-- START --

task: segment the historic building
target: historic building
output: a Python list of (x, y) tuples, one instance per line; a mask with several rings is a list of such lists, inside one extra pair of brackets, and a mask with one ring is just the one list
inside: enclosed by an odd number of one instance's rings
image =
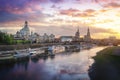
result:
[(30, 33), (28, 22), (25, 21), (24, 27), (16, 32), (14, 38), (17, 40), (30, 40), (31, 43), (41, 43), (41, 42), (53, 42), (55, 40), (55, 35), (53, 34), (47, 35), (46, 33), (44, 33), (43, 36), (40, 36), (38, 33), (33, 32)]
[(71, 41), (73, 41), (73, 36), (61, 36), (60, 41), (61, 42), (71, 42)]
[(30, 29), (28, 27), (28, 22), (25, 21), (24, 27), (20, 31), (16, 32), (16, 34), (14, 35), (14, 38), (28, 40), (29, 37), (30, 37)]
[(91, 42), (91, 36), (90, 36), (90, 30), (89, 30), (89, 28), (87, 30), (87, 35), (84, 36), (84, 41), (85, 42)]
[(44, 33), (44, 35), (41, 36), (37, 33), (31, 33), (30, 40), (32, 43), (54, 42), (55, 35), (47, 35)]

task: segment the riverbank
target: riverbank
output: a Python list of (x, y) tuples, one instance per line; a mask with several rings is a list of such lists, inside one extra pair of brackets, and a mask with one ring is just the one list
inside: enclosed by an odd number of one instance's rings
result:
[(93, 57), (89, 69), (91, 80), (120, 80), (120, 47), (108, 47)]
[(18, 44), (18, 45), (0, 45), (0, 51), (20, 50), (27, 48), (40, 48), (43, 46), (58, 45), (61, 43), (41, 43), (41, 44)]

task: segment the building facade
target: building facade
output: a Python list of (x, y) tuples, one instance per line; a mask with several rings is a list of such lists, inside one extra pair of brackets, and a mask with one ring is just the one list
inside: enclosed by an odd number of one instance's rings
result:
[(88, 28), (87, 30), (87, 35), (84, 36), (84, 41), (85, 42), (91, 42), (91, 35), (90, 35), (90, 30)]
[(28, 22), (25, 21), (24, 27), (20, 31), (16, 32), (16, 34), (14, 35), (14, 38), (28, 40), (29, 37), (30, 37), (30, 29), (28, 27)]

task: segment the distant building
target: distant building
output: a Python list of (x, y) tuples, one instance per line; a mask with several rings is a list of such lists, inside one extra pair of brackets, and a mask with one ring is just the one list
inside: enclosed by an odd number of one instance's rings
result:
[(53, 34), (47, 35), (46, 33), (44, 33), (43, 36), (40, 36), (39, 34), (33, 32), (31, 32), (30, 34), (28, 22), (25, 21), (24, 27), (20, 31), (16, 32), (14, 38), (17, 40), (30, 40), (31, 43), (41, 43), (41, 42), (53, 42), (55, 40), (55, 35)]
[(28, 27), (28, 22), (25, 21), (24, 27), (20, 31), (16, 32), (16, 34), (14, 35), (14, 38), (28, 40), (29, 36), (30, 36), (30, 29)]
[(75, 33), (75, 36), (73, 38), (73, 41), (80, 41), (80, 32), (79, 32), (79, 28), (77, 30), (77, 32)]
[(54, 42), (55, 40), (55, 35), (50, 34), (47, 35), (46, 33), (44, 33), (43, 36), (34, 33), (33, 35), (31, 35), (31, 39), (32, 42), (36, 42), (36, 43), (43, 43), (43, 42)]
[(91, 36), (90, 36), (90, 30), (89, 30), (89, 28), (87, 30), (87, 35), (84, 36), (84, 41), (85, 42), (91, 42)]
[(71, 42), (71, 41), (73, 41), (73, 36), (61, 36), (60, 41), (61, 42)]

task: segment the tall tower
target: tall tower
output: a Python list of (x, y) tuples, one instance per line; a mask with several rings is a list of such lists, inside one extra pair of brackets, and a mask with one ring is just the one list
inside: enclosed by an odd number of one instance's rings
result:
[(77, 32), (75, 33), (75, 41), (79, 41), (80, 40), (80, 32), (79, 32), (79, 27), (77, 29)]
[(80, 37), (79, 27), (77, 29), (77, 32), (75, 33), (75, 36), (78, 37), (78, 38)]
[(87, 36), (88, 36), (89, 38), (91, 38), (89, 27), (88, 27), (88, 30), (87, 30)]

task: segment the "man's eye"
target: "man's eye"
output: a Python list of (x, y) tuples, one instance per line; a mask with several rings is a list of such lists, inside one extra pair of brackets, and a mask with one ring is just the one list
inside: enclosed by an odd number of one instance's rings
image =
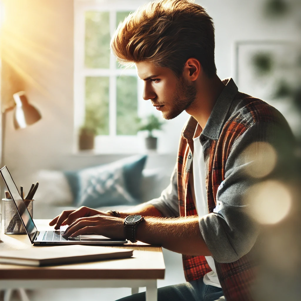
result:
[(159, 82), (160, 81), (160, 79), (158, 78), (152, 78), (150, 80), (151, 82)]

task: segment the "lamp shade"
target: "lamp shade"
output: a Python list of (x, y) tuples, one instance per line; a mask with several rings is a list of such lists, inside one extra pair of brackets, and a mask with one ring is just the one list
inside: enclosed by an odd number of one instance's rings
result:
[(24, 129), (41, 119), (40, 112), (33, 106), (29, 103), (24, 91), (15, 93), (13, 96), (16, 103), (14, 125), (16, 129)]

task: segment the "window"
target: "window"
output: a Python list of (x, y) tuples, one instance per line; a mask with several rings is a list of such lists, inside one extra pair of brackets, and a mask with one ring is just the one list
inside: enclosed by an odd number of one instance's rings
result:
[(145, 106), (139, 104), (143, 83), (135, 67), (119, 66), (110, 43), (119, 23), (145, 2), (75, 1), (75, 130), (77, 133), (84, 124), (95, 128), (100, 152), (118, 152), (122, 146), (126, 152), (126, 140), (128, 152), (139, 148), (137, 120), (140, 107)]

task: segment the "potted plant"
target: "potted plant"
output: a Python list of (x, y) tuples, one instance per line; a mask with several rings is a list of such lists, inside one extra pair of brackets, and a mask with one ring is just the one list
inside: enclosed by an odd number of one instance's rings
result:
[(138, 131), (147, 131), (148, 135), (145, 138), (145, 145), (148, 150), (156, 150), (157, 149), (157, 137), (153, 135), (153, 130), (162, 129), (163, 123), (160, 121), (157, 117), (154, 115), (150, 115), (145, 119), (141, 120), (139, 119), (141, 125), (139, 127)]

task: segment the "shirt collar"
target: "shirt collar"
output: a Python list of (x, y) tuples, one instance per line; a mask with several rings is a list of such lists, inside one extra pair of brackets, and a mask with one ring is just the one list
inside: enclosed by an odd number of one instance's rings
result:
[[(225, 85), (225, 87), (216, 100), (202, 132), (202, 136), (213, 140), (218, 139), (225, 119), (238, 91), (232, 78), (226, 78), (222, 81)], [(192, 116), (191, 116), (183, 131), (183, 137), (188, 140), (192, 139), (197, 124), (197, 122)]]

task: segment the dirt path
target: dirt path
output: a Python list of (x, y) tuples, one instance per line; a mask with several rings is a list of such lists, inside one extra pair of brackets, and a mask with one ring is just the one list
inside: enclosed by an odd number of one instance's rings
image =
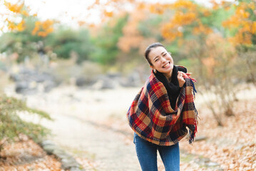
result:
[[(29, 106), (51, 114), (54, 122), (41, 123), (52, 130), (55, 135), (52, 137), (53, 142), (73, 155), (91, 162), (86, 170), (140, 170), (132, 141), (133, 133), (126, 117), (138, 88), (95, 90), (60, 87), (48, 93), (26, 97), (16, 95), (11, 90), (11, 88), (7, 90), (7, 94), (26, 98)], [(245, 95), (252, 96), (251, 91), (240, 95)], [(200, 96), (197, 98), (199, 105), (201, 99)], [(180, 156), (181, 170), (183, 165), (192, 160), (199, 160), (189, 164), (190, 170), (202, 167), (200, 163), (205, 163), (206, 160), (207, 163), (217, 165), (201, 156), (187, 154), (184, 150), (181, 150)], [(163, 164), (158, 163), (160, 170), (163, 170)], [(219, 167), (216, 167), (204, 170), (218, 170)]]

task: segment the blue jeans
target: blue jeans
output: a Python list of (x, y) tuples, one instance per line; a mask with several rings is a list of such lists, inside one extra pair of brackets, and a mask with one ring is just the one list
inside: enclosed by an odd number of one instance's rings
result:
[(133, 142), (143, 171), (157, 171), (157, 150), (161, 157), (165, 171), (180, 170), (179, 143), (171, 146), (161, 146), (153, 144), (140, 138), (134, 133)]

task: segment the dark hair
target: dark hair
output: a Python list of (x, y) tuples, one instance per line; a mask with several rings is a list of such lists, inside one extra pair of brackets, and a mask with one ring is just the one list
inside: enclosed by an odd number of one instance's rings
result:
[(144, 56), (145, 56), (145, 59), (148, 61), (148, 62), (149, 63), (149, 64), (150, 64), (150, 66), (153, 66), (153, 64), (152, 64), (149, 58), (148, 58), (148, 54), (149, 54), (149, 53), (150, 53), (152, 48), (156, 48), (156, 47), (159, 47), (159, 46), (163, 47), (164, 48), (166, 49), (166, 48), (165, 48), (163, 44), (161, 44), (161, 43), (159, 43), (159, 42), (156, 42), (156, 43), (153, 43), (150, 44), (150, 45), (148, 46), (148, 48), (145, 49)]

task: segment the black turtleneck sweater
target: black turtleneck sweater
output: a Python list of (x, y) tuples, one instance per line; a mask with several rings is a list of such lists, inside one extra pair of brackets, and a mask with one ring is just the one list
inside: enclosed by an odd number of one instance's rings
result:
[(162, 82), (165, 86), (168, 94), (170, 106), (173, 110), (176, 105), (177, 98), (179, 95), (181, 89), (179, 86), (179, 82), (177, 78), (178, 71), (187, 73), (187, 68), (173, 66), (170, 82), (168, 81), (166, 77), (162, 73), (158, 71), (157, 71), (156, 73), (154, 73), (158, 81)]

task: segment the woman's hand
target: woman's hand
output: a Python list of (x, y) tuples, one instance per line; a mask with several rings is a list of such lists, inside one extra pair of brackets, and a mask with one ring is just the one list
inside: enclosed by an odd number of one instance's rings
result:
[(185, 74), (185, 73), (182, 72), (182, 71), (178, 71), (177, 78), (178, 78), (178, 81), (179, 81), (180, 88), (183, 87), (185, 82), (185, 81), (183, 78), (183, 74)]

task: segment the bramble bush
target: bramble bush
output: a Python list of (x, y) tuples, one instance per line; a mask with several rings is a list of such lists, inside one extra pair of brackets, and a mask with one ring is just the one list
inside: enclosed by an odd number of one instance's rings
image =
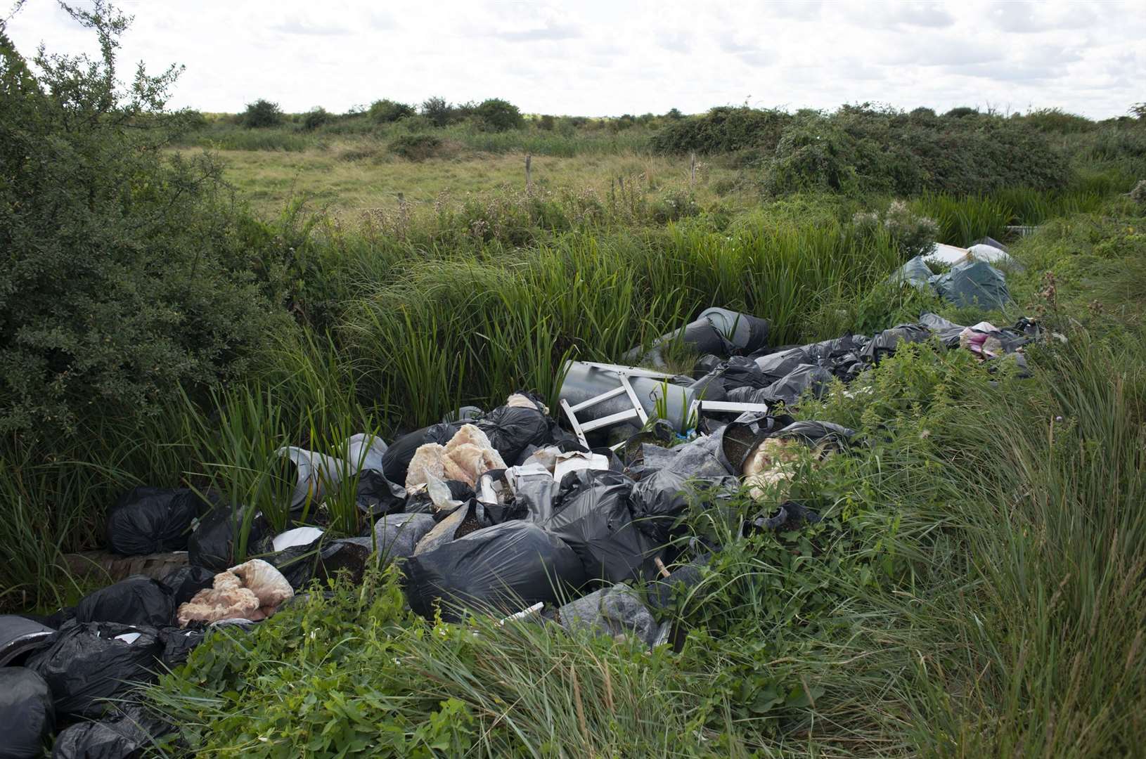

-- END --

Set problem >>
Which lines in the material above contain the word "path"? Show each such line in full, matching case exactly.

Full answer >>
task: segment the dirt path
target: dirt path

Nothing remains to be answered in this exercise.